===== Records to use =====

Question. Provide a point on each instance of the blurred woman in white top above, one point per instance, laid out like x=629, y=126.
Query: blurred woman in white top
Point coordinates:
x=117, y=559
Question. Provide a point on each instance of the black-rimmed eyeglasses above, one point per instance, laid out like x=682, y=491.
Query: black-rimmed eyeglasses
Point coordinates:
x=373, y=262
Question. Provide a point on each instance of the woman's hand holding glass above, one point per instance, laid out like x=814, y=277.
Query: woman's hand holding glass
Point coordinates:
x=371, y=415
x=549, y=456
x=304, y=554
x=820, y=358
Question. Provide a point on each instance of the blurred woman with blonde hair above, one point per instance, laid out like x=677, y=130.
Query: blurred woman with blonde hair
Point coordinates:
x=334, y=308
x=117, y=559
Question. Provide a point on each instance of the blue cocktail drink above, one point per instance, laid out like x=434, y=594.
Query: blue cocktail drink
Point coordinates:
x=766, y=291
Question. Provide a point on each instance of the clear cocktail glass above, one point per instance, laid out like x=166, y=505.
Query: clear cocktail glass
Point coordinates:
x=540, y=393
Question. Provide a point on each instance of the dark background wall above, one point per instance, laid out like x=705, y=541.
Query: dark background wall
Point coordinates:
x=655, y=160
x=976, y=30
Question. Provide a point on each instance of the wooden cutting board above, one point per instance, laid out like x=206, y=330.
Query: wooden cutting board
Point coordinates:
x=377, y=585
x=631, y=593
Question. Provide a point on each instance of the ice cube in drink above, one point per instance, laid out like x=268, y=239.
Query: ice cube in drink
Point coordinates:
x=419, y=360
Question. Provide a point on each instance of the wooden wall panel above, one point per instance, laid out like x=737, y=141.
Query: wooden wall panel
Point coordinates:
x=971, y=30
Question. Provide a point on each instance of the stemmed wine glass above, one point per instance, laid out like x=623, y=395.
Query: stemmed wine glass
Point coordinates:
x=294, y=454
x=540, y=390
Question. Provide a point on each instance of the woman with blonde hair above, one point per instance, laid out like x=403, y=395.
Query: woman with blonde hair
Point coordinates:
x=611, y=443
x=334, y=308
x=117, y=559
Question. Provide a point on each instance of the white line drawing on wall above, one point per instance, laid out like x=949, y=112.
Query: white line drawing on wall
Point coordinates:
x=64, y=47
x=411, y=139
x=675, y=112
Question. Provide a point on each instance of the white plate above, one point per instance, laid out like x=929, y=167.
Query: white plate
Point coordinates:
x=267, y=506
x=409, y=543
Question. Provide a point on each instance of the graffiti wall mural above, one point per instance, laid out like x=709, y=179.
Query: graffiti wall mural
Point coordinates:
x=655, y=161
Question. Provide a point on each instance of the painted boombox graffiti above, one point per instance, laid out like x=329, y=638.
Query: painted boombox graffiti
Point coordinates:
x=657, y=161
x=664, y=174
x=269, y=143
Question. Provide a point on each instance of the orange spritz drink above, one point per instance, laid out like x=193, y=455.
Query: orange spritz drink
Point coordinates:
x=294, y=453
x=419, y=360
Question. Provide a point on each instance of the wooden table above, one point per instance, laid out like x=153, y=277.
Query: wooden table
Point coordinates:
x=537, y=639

=====
===== Records to use =====

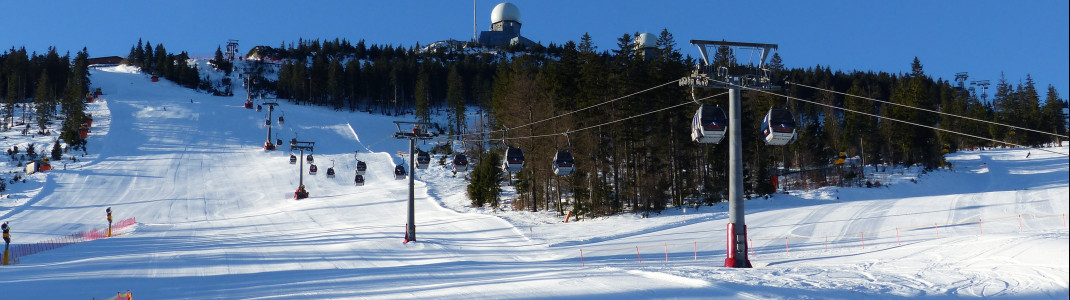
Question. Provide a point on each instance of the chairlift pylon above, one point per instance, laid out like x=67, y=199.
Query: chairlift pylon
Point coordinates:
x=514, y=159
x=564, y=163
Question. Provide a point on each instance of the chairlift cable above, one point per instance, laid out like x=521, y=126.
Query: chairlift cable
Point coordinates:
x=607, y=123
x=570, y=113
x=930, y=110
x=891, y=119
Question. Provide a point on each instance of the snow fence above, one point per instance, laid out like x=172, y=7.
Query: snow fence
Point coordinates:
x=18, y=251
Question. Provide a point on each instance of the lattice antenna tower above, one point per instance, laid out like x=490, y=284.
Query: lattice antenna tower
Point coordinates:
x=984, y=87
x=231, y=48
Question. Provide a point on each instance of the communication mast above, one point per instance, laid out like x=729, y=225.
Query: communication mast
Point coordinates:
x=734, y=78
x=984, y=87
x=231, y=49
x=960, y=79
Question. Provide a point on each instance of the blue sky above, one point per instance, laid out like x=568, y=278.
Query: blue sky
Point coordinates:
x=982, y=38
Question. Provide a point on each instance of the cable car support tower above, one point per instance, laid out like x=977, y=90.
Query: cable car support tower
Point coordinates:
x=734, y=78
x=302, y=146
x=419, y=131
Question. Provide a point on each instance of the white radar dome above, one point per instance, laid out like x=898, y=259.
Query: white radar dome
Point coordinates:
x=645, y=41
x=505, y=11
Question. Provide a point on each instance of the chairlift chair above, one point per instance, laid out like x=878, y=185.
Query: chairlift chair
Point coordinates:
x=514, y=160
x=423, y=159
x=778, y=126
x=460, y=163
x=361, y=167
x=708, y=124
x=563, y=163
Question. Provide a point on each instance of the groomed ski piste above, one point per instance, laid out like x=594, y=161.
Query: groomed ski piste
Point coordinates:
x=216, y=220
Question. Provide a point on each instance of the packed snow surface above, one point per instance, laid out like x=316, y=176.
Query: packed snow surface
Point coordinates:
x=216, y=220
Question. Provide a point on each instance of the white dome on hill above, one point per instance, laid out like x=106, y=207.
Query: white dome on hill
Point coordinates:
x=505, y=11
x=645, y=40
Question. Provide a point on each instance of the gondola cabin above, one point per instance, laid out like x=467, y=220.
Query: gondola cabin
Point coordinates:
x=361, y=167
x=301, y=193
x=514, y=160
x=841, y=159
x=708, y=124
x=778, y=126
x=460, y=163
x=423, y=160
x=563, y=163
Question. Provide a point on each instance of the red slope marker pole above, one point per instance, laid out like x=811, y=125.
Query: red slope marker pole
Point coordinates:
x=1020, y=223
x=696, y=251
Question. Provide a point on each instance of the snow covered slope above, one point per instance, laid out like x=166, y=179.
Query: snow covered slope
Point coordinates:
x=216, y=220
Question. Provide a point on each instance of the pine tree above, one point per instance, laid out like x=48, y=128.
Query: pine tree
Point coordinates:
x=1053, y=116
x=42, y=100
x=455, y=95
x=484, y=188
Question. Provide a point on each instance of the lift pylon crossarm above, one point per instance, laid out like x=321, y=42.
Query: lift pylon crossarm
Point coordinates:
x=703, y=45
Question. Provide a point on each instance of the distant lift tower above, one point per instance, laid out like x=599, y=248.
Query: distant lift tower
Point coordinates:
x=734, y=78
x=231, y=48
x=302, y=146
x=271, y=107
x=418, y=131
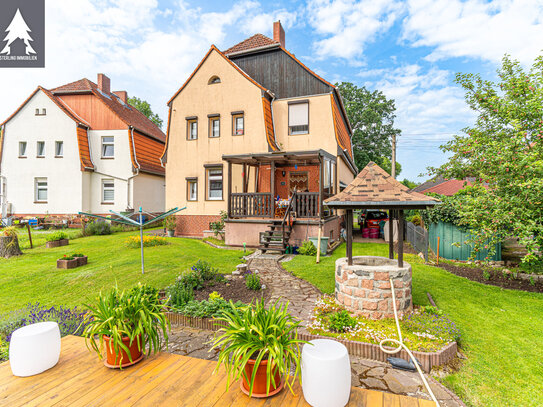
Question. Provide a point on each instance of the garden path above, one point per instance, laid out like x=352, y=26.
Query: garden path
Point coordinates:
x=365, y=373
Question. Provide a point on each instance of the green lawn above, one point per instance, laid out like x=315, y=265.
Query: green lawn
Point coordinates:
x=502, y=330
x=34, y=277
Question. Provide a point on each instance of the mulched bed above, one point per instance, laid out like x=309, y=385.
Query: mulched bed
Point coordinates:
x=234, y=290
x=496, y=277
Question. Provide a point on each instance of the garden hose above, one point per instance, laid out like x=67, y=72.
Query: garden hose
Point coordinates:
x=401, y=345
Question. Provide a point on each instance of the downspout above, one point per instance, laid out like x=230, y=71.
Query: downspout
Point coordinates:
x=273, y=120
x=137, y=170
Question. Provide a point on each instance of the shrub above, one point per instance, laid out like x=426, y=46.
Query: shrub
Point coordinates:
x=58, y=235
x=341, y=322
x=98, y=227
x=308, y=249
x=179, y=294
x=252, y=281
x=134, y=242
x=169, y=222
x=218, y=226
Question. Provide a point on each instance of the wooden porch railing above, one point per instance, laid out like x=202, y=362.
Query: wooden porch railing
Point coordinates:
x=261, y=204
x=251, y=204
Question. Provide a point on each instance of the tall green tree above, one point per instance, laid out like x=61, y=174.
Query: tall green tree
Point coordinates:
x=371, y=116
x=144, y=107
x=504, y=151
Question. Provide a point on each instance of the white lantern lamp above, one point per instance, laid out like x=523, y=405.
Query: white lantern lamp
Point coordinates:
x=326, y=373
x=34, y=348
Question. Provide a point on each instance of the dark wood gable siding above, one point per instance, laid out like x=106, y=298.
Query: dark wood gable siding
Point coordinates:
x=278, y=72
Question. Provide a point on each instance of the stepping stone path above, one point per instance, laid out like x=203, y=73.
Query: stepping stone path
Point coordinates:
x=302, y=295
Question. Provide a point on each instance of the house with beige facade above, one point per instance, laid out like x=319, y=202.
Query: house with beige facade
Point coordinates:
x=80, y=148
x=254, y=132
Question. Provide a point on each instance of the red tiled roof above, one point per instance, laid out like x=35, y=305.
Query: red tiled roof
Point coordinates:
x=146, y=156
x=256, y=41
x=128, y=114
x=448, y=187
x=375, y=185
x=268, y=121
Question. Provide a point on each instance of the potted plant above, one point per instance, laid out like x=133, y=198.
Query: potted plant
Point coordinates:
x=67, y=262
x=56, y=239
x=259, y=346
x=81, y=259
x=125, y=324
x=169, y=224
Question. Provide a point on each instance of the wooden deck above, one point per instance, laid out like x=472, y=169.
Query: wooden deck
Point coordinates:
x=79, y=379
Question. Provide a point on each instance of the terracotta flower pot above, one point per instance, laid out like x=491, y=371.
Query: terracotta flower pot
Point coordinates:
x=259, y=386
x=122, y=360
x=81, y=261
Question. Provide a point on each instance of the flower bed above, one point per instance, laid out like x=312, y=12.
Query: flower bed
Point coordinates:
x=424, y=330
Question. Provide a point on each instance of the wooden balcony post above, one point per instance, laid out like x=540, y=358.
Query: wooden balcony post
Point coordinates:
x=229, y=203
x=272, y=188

=====
===== Records to use =====

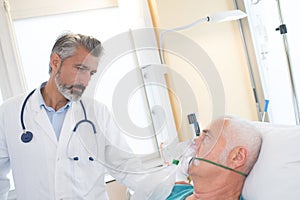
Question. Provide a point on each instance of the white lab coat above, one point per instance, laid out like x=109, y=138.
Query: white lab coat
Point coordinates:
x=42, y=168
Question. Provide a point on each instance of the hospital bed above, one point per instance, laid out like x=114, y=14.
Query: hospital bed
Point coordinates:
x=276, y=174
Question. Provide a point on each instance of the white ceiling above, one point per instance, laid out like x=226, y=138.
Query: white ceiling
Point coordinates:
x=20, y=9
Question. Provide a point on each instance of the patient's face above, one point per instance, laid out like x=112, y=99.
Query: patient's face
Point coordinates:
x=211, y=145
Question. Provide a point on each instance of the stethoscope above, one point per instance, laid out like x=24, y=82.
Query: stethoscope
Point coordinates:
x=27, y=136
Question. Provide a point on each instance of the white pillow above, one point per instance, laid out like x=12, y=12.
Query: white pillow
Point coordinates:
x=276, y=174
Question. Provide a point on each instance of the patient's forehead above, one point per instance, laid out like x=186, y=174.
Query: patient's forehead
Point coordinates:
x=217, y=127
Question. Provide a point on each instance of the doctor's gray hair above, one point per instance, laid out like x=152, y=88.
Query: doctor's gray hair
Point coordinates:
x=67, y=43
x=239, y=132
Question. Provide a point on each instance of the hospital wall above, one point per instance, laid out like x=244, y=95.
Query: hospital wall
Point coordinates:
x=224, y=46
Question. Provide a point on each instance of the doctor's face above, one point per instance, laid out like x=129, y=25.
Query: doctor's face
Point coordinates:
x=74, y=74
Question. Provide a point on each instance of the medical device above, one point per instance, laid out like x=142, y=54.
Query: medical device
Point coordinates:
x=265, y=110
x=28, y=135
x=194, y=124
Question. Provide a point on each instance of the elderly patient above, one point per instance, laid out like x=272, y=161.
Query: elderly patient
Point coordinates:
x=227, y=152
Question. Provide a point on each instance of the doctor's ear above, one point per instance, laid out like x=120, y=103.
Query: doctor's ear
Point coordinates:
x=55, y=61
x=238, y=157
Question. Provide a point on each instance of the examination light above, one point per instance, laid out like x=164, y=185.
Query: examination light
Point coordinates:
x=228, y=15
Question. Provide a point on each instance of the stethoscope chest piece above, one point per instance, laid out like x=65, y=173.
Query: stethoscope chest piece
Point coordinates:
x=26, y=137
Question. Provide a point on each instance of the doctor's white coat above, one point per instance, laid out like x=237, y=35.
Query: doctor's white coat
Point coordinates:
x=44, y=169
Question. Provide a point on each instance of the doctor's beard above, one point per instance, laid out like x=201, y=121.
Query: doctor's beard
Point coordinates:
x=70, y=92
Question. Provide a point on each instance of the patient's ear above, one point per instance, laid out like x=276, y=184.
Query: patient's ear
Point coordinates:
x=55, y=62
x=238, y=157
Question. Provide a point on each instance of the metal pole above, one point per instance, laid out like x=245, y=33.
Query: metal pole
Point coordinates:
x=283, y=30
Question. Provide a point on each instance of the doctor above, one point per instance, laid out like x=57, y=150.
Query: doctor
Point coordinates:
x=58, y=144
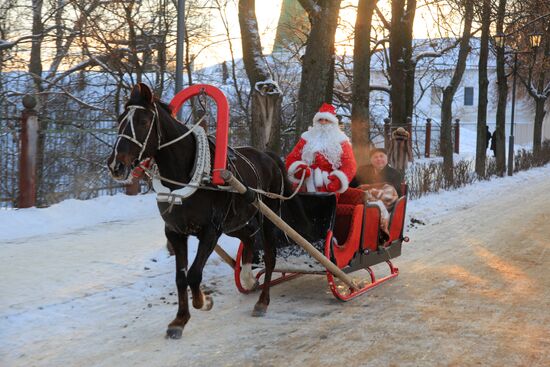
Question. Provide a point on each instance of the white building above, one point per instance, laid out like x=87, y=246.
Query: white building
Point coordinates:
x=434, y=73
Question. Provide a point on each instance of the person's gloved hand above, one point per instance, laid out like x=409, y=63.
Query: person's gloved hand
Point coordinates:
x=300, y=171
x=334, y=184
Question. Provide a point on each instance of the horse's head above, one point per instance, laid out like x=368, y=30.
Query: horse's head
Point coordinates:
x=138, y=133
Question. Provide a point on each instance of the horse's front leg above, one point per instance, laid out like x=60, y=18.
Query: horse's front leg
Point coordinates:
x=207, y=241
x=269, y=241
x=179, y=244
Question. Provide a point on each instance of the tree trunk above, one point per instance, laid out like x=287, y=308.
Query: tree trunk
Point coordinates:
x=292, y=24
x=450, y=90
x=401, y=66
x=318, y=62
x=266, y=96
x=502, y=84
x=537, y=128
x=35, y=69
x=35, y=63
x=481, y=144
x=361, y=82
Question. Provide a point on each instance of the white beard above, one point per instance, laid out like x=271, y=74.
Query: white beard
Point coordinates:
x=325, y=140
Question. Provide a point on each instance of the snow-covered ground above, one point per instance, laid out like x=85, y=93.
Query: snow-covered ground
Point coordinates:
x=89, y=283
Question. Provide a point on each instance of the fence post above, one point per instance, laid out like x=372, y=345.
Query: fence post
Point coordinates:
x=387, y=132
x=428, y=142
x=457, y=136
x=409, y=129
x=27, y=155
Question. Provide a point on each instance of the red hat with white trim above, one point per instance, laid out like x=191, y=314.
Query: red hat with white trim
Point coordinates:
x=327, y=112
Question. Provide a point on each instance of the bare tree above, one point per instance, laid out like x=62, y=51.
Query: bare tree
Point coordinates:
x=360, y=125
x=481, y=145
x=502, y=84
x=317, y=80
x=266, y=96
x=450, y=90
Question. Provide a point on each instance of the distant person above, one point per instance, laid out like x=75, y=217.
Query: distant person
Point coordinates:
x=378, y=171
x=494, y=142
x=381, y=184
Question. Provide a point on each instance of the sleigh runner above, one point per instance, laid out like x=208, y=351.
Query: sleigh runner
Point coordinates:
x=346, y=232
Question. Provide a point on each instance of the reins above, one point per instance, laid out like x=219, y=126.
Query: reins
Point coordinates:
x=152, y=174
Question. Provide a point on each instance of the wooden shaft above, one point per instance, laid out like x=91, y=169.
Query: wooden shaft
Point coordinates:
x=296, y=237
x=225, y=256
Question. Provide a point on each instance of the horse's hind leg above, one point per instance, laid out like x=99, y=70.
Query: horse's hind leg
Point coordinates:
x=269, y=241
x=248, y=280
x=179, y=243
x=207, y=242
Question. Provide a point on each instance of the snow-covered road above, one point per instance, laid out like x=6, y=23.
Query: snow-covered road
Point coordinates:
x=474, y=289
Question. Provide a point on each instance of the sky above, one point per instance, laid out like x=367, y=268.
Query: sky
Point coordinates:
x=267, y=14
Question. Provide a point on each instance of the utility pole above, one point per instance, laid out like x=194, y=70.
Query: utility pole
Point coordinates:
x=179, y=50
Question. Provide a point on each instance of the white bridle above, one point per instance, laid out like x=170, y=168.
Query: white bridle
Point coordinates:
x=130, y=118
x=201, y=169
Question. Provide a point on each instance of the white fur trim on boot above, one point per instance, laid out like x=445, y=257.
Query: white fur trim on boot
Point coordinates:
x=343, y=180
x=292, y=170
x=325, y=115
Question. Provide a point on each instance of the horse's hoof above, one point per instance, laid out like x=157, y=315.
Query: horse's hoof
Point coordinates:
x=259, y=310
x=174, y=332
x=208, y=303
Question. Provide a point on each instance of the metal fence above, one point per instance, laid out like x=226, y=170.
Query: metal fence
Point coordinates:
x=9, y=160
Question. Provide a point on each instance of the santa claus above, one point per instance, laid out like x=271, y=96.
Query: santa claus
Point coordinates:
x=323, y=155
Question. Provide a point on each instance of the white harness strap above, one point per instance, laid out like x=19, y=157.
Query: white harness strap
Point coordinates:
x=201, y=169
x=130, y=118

=====

▸ **Directions for this task**
Reproduce the lines of the records above, starting with the line containing "Question. Provide a point on each instance of the doctor's face" and continuing through the line containing "x=194, y=124", with "medical device" substituted by "heart monitor" and everything else left unchanged.

▸ **Solution to this exercise**
Question. Provide a point on each instance of the doctor's face above, one point per instance, laid out like x=129, y=25.
Query: doctor's face
Point coordinates:
x=74, y=74
Question. Provide a point on each instance of the heart monitor above, one point per instance, laid out like x=142, y=54.
Query: heart monitor
Point coordinates:
x=265, y=110
x=28, y=135
x=194, y=124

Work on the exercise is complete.